- **EXERCISE AIM**:
Retype the line where "negative clicks: (21, 65) (52, 63)" appears and each line that follows it down to the last line of the records below. Leave the pictures out.

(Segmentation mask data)
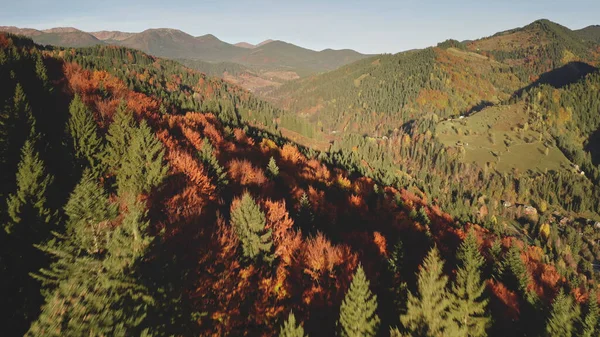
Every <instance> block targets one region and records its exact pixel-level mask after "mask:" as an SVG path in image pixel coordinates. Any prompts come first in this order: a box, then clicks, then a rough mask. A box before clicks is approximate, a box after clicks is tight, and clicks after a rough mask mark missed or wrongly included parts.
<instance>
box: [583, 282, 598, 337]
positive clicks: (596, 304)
mask: <svg viewBox="0 0 600 337" xmlns="http://www.w3.org/2000/svg"><path fill="white" fill-rule="evenodd" d="M599 319H600V309H599V308H598V297H597V296H596V291H595V290H593V289H592V290H591V291H590V293H589V299H588V305H587V312H586V315H585V317H584V318H583V321H582V322H581V324H582V326H583V331H582V333H581V336H582V337H593V336H598V334H600V328H599V326H598V323H599Z"/></svg>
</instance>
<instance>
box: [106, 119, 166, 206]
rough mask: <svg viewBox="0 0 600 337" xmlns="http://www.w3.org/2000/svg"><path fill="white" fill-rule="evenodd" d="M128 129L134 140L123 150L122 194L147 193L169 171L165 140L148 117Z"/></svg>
mask: <svg viewBox="0 0 600 337" xmlns="http://www.w3.org/2000/svg"><path fill="white" fill-rule="evenodd" d="M129 132H131V143H130V144H129V146H128V148H127V151H126V152H125V153H124V154H123V157H122V161H121V166H120V168H119V170H118V171H117V187H118V190H119V194H122V193H123V192H129V193H132V194H133V195H136V194H139V193H147V192H149V191H150V189H152V188H153V187H156V186H158V185H159V184H160V182H161V181H162V180H163V179H164V177H165V176H166V174H167V171H168V166H167V165H166V164H165V163H164V154H165V151H164V148H163V144H162V143H161V142H160V141H159V140H158V139H157V138H156V136H155V135H154V134H153V133H152V130H150V127H148V125H147V124H146V121H142V123H140V126H139V127H137V128H132V129H131V130H130V131H129Z"/></svg>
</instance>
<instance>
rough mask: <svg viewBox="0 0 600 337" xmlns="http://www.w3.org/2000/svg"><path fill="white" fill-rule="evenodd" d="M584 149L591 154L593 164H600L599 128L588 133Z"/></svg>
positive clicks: (599, 136)
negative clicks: (589, 136) (590, 132)
mask: <svg viewBox="0 0 600 337" xmlns="http://www.w3.org/2000/svg"><path fill="white" fill-rule="evenodd" d="M584 150H585V151H587V152H589V153H590V154H591V155H592V163H593V164H594V165H598V164H600V130H596V131H594V133H592V134H591V135H590V137H589V138H588V140H587V144H586V145H585V147H584Z"/></svg>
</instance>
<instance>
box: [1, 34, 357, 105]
mask: <svg viewBox="0 0 600 337" xmlns="http://www.w3.org/2000/svg"><path fill="white" fill-rule="evenodd" d="M0 31H5V32H8V33H13V34H20V35H25V36H29V37H31V38H32V39H33V40H34V42H36V43H38V44H40V45H52V46H60V47H90V46H96V45H103V46H104V45H113V46H114V45H117V46H124V47H128V48H135V49H137V50H141V51H143V52H146V53H148V54H150V55H153V56H158V57H165V58H170V59H174V60H177V61H179V62H180V63H183V64H185V65H187V66H188V67H190V68H193V69H195V70H198V71H200V72H203V73H205V74H207V75H209V76H215V77H220V78H223V79H225V80H227V81H229V82H230V83H234V84H236V85H238V86H241V87H243V88H245V89H247V90H250V91H253V92H255V93H257V94H262V93H265V92H270V91H271V90H273V89H274V88H277V87H279V86H280V85H281V84H282V83H284V82H287V81H290V80H293V79H297V78H299V77H301V76H306V75H310V74H314V73H319V72H324V71H329V70H333V69H336V68H339V67H340V66H342V65H345V64H348V63H352V62H354V61H356V60H360V59H362V58H365V57H367V56H366V55H363V54H360V53H358V52H356V51H354V50H349V49H344V50H332V49H325V50H322V51H314V50H310V49H306V48H302V47H299V46H296V45H293V44H291V43H287V42H284V41H273V40H266V41H264V42H263V43H260V44H258V45H256V46H252V48H247V47H240V46H237V45H233V44H230V43H227V42H224V41H221V40H219V39H218V38H217V37H216V36H214V35H212V34H206V35H202V36H197V37H195V36H192V35H190V34H187V33H185V32H182V31H180V30H177V29H168V28H156V29H147V30H145V31H143V32H140V33H126V32H119V31H99V32H92V33H87V32H83V31H81V30H78V29H76V28H70V27H66V28H52V29H46V30H36V29H29V28H17V27H12V26H0Z"/></svg>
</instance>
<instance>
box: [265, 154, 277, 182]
mask: <svg viewBox="0 0 600 337" xmlns="http://www.w3.org/2000/svg"><path fill="white" fill-rule="evenodd" d="M267 172H268V173H269V176H270V177H271V178H275V177H277V176H278V175H279V167H278V166H277V163H276V162H275V158H273V157H271V158H270V159H269V164H268V165H267Z"/></svg>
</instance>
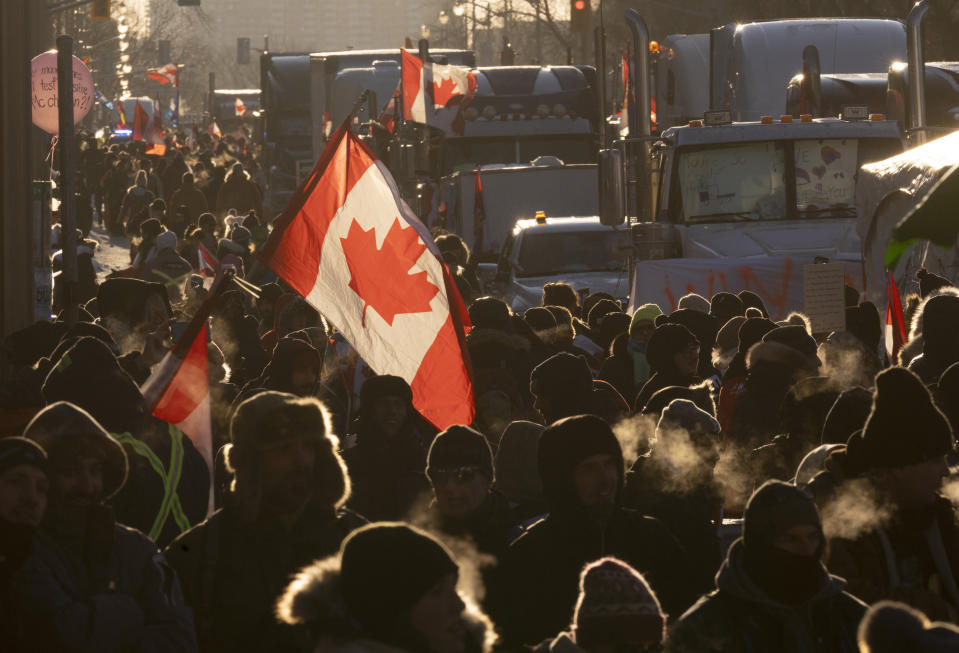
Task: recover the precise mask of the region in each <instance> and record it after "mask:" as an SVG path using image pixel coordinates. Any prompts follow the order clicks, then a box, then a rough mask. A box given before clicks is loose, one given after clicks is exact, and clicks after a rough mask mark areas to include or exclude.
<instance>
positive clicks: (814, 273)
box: [803, 263, 846, 333]
mask: <svg viewBox="0 0 959 653" xmlns="http://www.w3.org/2000/svg"><path fill="white" fill-rule="evenodd" d="M845 285H846V279H845V272H844V270H843V267H842V263H818V264H816V263H814V264H811V265H804V266H803V307H804V311H803V312H804V313H805V314H806V315H807V316H808V317H809V321H810V322H811V323H812V330H813V333H830V332H832V331H843V330H844V329H845V328H846V289H845Z"/></svg>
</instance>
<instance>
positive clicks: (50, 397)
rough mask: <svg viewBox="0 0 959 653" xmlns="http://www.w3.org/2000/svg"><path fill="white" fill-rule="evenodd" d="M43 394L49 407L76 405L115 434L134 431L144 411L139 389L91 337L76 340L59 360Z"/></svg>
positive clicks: (111, 352)
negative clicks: (64, 401)
mask: <svg viewBox="0 0 959 653" xmlns="http://www.w3.org/2000/svg"><path fill="white" fill-rule="evenodd" d="M42 393H43V399H44V401H45V402H47V403H48V404H49V403H53V402H55V401H69V402H71V403H73V404H76V405H77V406H79V407H80V408H82V409H83V410H85V411H88V412H89V413H90V414H91V415H92V416H93V417H94V418H95V419H96V420H97V422H98V423H99V424H102V425H103V427H104V428H106V429H107V430H108V431H112V432H114V433H122V432H124V431H128V430H130V429H131V428H133V424H134V423H136V422H137V421H138V420H139V419H141V418H142V416H143V414H144V410H145V405H144V401H143V395H142V394H141V393H140V389H139V388H138V387H137V384H136V383H135V382H134V381H133V379H132V378H130V375H129V374H127V373H126V372H125V371H124V370H123V369H122V368H121V367H120V363H119V361H117V358H116V356H114V355H113V352H112V351H110V348H109V347H108V346H107V345H105V344H104V343H103V342H101V341H100V340H97V339H96V338H92V337H89V336H86V337H83V338H80V339H79V340H77V341H76V342H75V343H74V344H73V345H71V346H70V348H69V349H67V350H66V351H65V352H64V353H63V355H62V356H60V357H59V358H58V359H57V361H56V362H55V363H54V364H53V367H52V368H51V369H50V372H49V373H48V374H47V376H46V379H45V380H44V382H43V387H42Z"/></svg>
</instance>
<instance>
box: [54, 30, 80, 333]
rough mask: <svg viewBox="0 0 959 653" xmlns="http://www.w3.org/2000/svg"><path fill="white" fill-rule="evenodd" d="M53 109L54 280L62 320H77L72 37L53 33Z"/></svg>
mask: <svg viewBox="0 0 959 653" xmlns="http://www.w3.org/2000/svg"><path fill="white" fill-rule="evenodd" d="M57 112H58V113H59V118H60V131H59V134H58V135H57V146H58V147H59V149H60V179H59V187H60V227H61V231H60V233H61V235H62V237H63V272H62V274H61V278H60V283H59V284H58V285H59V286H60V287H61V289H62V290H63V292H62V293H61V296H62V297H63V299H64V301H63V310H64V311H65V312H66V318H67V319H66V323H67V324H68V325H69V326H73V325H74V324H75V323H76V321H77V314H78V312H79V311H78V309H77V202H76V195H75V194H74V193H75V192H76V191H75V190H74V188H75V186H76V179H75V177H76V145H77V144H76V141H75V139H74V137H73V37H72V36H69V35H67V34H63V35H61V36H58V37H57Z"/></svg>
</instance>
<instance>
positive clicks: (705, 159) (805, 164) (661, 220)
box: [600, 11, 905, 319]
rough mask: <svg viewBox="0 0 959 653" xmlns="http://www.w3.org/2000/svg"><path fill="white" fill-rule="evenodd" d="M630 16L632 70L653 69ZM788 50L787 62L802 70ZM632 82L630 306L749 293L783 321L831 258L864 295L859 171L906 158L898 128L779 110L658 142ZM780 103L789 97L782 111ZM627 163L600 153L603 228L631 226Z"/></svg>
mask: <svg viewBox="0 0 959 653" xmlns="http://www.w3.org/2000/svg"><path fill="white" fill-rule="evenodd" d="M627 17H628V21H629V23H630V25H631V28H632V30H633V34H634V37H635V38H636V40H637V42H636V44H635V50H634V51H635V52H636V53H637V54H638V55H640V56H638V57H637V61H635V62H634V65H633V70H635V71H646V70H648V66H647V65H646V63H647V62H645V61H640V60H639V59H644V58H645V57H646V53H647V52H648V30H647V29H646V26H645V22H644V21H643V20H642V17H641V16H640V15H639V14H638V12H635V11H630V12H628V13H627ZM892 24H893V25H898V23H896V22H895V21H892ZM831 33H832V34H833V35H836V34H838V33H840V32H837V31H835V30H833V31H832V32H831ZM787 46H788V47H789V49H790V52H789V58H791V59H794V60H795V61H796V62H797V63H796V65H797V66H798V65H800V60H799V59H797V58H796V57H795V56H794V55H793V53H792V51H791V48H792V46H791V45H789V44H787ZM714 51H715V49H714ZM801 51H802V48H799V52H800V53H801ZM763 56H764V57H766V58H767V59H772V58H775V56H776V52H775V51H773V50H771V49H767V51H765V52H764V53H763ZM782 57H783V58H785V57H786V54H782ZM753 63H754V64H755V65H756V66H759V65H760V64H758V63H755V62H753ZM751 65H752V64H751ZM634 84H635V88H636V89H637V90H636V96H637V98H638V99H639V100H638V102H637V104H638V107H637V108H636V109H635V113H636V115H637V120H635V121H633V120H631V121H630V126H631V127H632V126H633V125H636V129H635V130H634V131H633V132H632V133H631V134H630V137H631V138H630V139H628V140H627V143H626V145H627V147H626V149H625V160H626V163H627V164H628V165H629V167H630V169H632V170H633V171H635V174H634V176H633V177H632V181H633V182H634V184H635V185H634V186H632V187H631V188H630V192H634V193H635V194H636V199H635V200H634V201H633V202H632V203H631V205H632V206H635V207H636V212H635V213H634V214H633V215H631V216H630V218H629V222H630V224H631V229H632V235H633V242H634V246H635V254H634V258H633V274H632V288H631V292H630V302H631V304H632V305H633V306H636V305H639V304H641V303H644V302H646V301H654V302H657V303H659V304H660V305H661V306H662V307H663V308H664V310H667V309H672V308H675V302H676V301H677V300H678V299H679V298H680V297H681V296H682V295H684V294H685V293H686V292H689V291H697V292H700V293H701V294H704V295H710V294H712V293H715V292H718V291H720V290H729V291H733V292H735V291H739V290H743V289H747V288H748V289H750V290H753V291H755V292H758V293H759V294H760V295H761V296H763V297H764V299H765V300H766V302H767V304H768V305H769V307H770V308H771V312H772V314H773V317H775V318H778V319H781V318H782V317H784V315H785V313H786V312H788V311H789V310H792V309H796V308H801V307H802V266H803V265H804V264H807V263H814V262H815V261H817V260H824V259H828V260H830V261H833V262H843V263H844V264H845V266H846V270H847V276H848V279H847V280H848V281H849V282H851V283H852V284H853V285H855V286H857V287H859V288H862V268H861V265H862V252H861V248H860V244H859V238H858V235H857V233H856V229H855V225H856V208H855V190H856V176H857V171H858V169H859V166H860V165H862V164H864V163H868V162H872V161H878V160H881V159H884V158H886V157H888V156H891V155H893V154H895V153H897V152H901V151H902V150H903V148H904V145H905V140H904V135H903V132H902V129H901V127H900V125H899V124H898V123H897V122H896V121H893V120H886V119H884V118H883V117H882V116H870V115H869V114H868V112H867V110H866V108H865V107H858V108H857V109H856V111H853V112H850V116H848V117H846V118H844V119H839V118H813V117H812V116H808V115H804V116H802V117H801V118H797V119H793V118H792V117H791V116H783V117H779V116H780V115H781V109H780V110H778V111H775V112H773V111H770V115H762V116H757V119H756V120H752V121H734V120H733V118H734V115H733V114H734V112H733V111H730V110H725V111H716V112H708V113H707V115H706V116H705V117H704V119H703V120H693V121H691V122H689V123H687V124H686V125H684V126H677V127H672V128H670V129H667V130H665V131H664V132H663V133H662V134H661V135H660V136H658V137H655V136H652V134H651V129H650V124H649V121H648V120H646V121H645V124H644V122H643V121H642V120H641V117H642V116H643V114H644V108H648V107H649V104H648V103H649V99H648V98H649V88H650V82H649V79H648V77H644V76H643V75H642V74H640V75H637V76H636V79H635V80H634ZM784 87H785V84H783V85H782V86H780V89H782V88H784ZM739 88H742V89H748V85H744V86H741V87H739ZM732 90H737V89H736V88H733V89H732ZM736 97H739V98H742V97H747V98H748V97H760V96H759V95H755V96H750V95H748V94H747V95H745V96H743V95H741V94H740V95H738V96H736ZM782 97H783V96H782V92H781V90H780V94H779V101H778V104H779V106H781V103H782ZM770 102H771V100H770ZM750 105H752V102H750ZM740 114H742V111H740ZM853 115H855V116H858V118H857V119H852V116H853ZM774 116H775V117H774ZM631 117H632V116H631ZM620 156H621V155H620V154H619V153H618V152H602V153H601V154H600V177H601V184H602V188H603V189H604V190H603V196H602V197H601V198H600V206H601V218H602V219H603V222H604V223H606V224H619V223H621V222H623V218H624V213H625V211H624V206H625V205H626V204H625V203H624V201H623V195H622V189H623V187H624V184H623V183H621V181H620V180H622V179H627V180H628V179H629V175H628V174H624V172H623V170H622V169H621V168H619V169H618V168H617V166H616V164H617V162H619V161H620Z"/></svg>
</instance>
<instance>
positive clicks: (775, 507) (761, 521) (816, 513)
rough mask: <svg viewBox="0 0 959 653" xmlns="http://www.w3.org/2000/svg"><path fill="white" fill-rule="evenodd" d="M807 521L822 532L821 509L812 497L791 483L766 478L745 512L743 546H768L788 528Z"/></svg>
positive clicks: (803, 523) (750, 498)
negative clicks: (817, 528)
mask: <svg viewBox="0 0 959 653" xmlns="http://www.w3.org/2000/svg"><path fill="white" fill-rule="evenodd" d="M802 524H807V525H811V526H815V527H816V528H818V529H820V532H822V523H821V522H820V519H819V510H818V509H817V508H816V504H815V502H813V500H812V497H811V496H809V495H808V494H806V493H805V492H803V491H802V490H800V489H799V488H797V487H796V486H795V485H792V484H790V483H784V482H782V481H775V480H774V481H766V482H765V483H763V485H762V486H761V487H760V488H759V489H758V490H756V491H755V492H754V493H753V495H752V496H751V497H750V498H749V502H748V503H747V504H746V512H745V514H744V515H743V546H744V547H745V549H746V551H747V552H748V551H749V550H750V549H751V550H754V551H758V550H761V549H768V548H769V547H771V546H772V545H773V541H775V539H776V537H777V536H778V535H780V534H782V533H784V532H785V531H786V530H787V529H789V528H791V527H793V526H798V525H802Z"/></svg>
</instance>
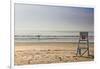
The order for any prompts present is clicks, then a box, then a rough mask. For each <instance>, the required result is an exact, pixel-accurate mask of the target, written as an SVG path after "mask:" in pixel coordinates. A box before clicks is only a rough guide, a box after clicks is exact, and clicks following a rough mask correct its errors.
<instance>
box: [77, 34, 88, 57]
mask: <svg viewBox="0 0 100 69" xmlns="http://www.w3.org/2000/svg"><path fill="white" fill-rule="evenodd" d="M82 44H86V45H84V46H83V47H82V46H81V45H82ZM85 53H87V55H88V56H89V40H88V32H80V36H79V42H78V47H77V53H76V56H83V55H84V54H85Z"/></svg>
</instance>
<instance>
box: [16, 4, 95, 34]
mask: <svg viewBox="0 0 100 69" xmlns="http://www.w3.org/2000/svg"><path fill="white" fill-rule="evenodd" d="M93 19H94V10H93V8H79V7H64V6H45V5H28V4H15V34H19V33H33V32H39V31H93V29H94V20H93Z"/></svg>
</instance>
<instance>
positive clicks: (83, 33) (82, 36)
mask: <svg viewBox="0 0 100 69" xmlns="http://www.w3.org/2000/svg"><path fill="white" fill-rule="evenodd" d="M80 39H81V40H88V32H80Z"/></svg>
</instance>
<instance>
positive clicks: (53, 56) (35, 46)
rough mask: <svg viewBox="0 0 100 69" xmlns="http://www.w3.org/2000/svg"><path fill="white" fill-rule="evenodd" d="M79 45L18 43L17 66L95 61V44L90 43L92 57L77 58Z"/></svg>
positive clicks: (63, 42)
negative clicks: (21, 65) (52, 63)
mask: <svg viewBox="0 0 100 69" xmlns="http://www.w3.org/2000/svg"><path fill="white" fill-rule="evenodd" d="M76 50H77V43H68V42H40V43H32V42H21V43H19V42H16V43H15V55H14V56H15V59H14V61H15V65H27V64H47V63H65V62H66V63H67V62H79V61H93V60H94V57H93V56H94V44H93V43H90V49H89V50H90V55H91V56H89V57H88V56H87V53H86V54H85V55H84V56H82V57H79V56H76Z"/></svg>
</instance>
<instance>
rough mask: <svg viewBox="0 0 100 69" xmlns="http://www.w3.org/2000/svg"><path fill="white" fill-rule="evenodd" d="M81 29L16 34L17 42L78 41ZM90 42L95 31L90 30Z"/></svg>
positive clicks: (73, 41) (72, 41)
mask: <svg viewBox="0 0 100 69" xmlns="http://www.w3.org/2000/svg"><path fill="white" fill-rule="evenodd" d="M79 36H80V35H79V31H77V32H68V31H67V32H65V31H64V32H62V31H61V32H58V31H56V32H35V33H30V34H29V33H28V34H27V33H26V34H25V33H24V34H15V36H14V37H15V38H14V39H15V42H78V41H79ZM88 39H89V42H94V32H88Z"/></svg>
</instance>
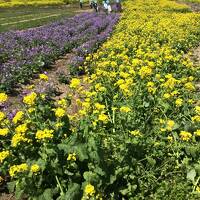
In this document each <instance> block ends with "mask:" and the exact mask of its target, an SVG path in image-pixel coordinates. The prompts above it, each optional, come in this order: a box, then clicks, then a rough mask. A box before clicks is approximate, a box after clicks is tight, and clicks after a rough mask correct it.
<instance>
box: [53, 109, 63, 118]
mask: <svg viewBox="0 0 200 200" xmlns="http://www.w3.org/2000/svg"><path fill="white" fill-rule="evenodd" d="M54 112H55V115H56V117H58V118H61V117H64V116H65V113H66V112H65V110H64V109H63V108H57V109H54Z"/></svg>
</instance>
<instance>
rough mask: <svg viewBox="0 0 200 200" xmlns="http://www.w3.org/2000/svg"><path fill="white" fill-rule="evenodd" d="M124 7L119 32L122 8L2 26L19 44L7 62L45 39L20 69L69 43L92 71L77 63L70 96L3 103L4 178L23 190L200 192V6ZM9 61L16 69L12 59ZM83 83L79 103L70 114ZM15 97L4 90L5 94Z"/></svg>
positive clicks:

- **SOLUTION FOR THIS TASK**:
negative clicks: (21, 65) (52, 63)
mask: <svg viewBox="0 0 100 69" xmlns="http://www.w3.org/2000/svg"><path fill="white" fill-rule="evenodd" d="M76 50H77V43H68V42H40V43H32V42H21V43H19V42H16V43H15V55H14V56H15V59H14V61H15V65H27V64H47V63H65V62H66V63H67V62H79V61H93V60H94V57H93V56H94V44H93V43H90V49H89V50H90V55H91V56H89V57H88V56H87V53H86V54H85V55H84V56H82V57H79V56H76Z"/></svg>
</instance>
<instance>
rough mask: <svg viewBox="0 0 100 69" xmlns="http://www.w3.org/2000/svg"><path fill="white" fill-rule="evenodd" d="M81 29L16 34L17 42L78 41ZM90 42L95 31L90 30Z"/></svg>
positive clicks: (73, 41) (72, 41)
mask: <svg viewBox="0 0 100 69" xmlns="http://www.w3.org/2000/svg"><path fill="white" fill-rule="evenodd" d="M79 36H80V35H79V31H77V32H68V31H67V32H65V31H64V32H62V31H61V32H58V31H56V32H35V33H30V34H29V33H28V34H27V33H26V34H25V33H24V34H15V36H14V37H15V38H14V39H15V42H78V41H79ZM88 39H89V42H94V32H88Z"/></svg>
</instance>
In this document each <instance> block ends with "mask:" and the exact mask of its target, an SVG path in image-pixel coordinates. The prompts above it, each optional, come in this order: a box, then clicks, then a rough mask. A box before clicks is approximate, a box after clicks is tight, and clicks after a rough mask correct it.
<instance>
box: [53, 109, 63, 118]
mask: <svg viewBox="0 0 200 200" xmlns="http://www.w3.org/2000/svg"><path fill="white" fill-rule="evenodd" d="M54 112H55V115H56V117H58V118H61V117H64V116H65V113H66V112H65V110H64V109H63V108H57V109H54Z"/></svg>
</instance>
<instance>
rough mask: <svg viewBox="0 0 200 200" xmlns="http://www.w3.org/2000/svg"><path fill="white" fill-rule="evenodd" d="M124 7L119 32L122 8L2 26L19 44L7 62L45 39L20 69L69 43L92 71L77 63L70 96L3 103L4 178L23 190L200 192V6ZM9 61L16 69L12 59ZM83 83L79 103L70 114ZM15 97L4 90L5 94Z"/></svg>
positive clicks:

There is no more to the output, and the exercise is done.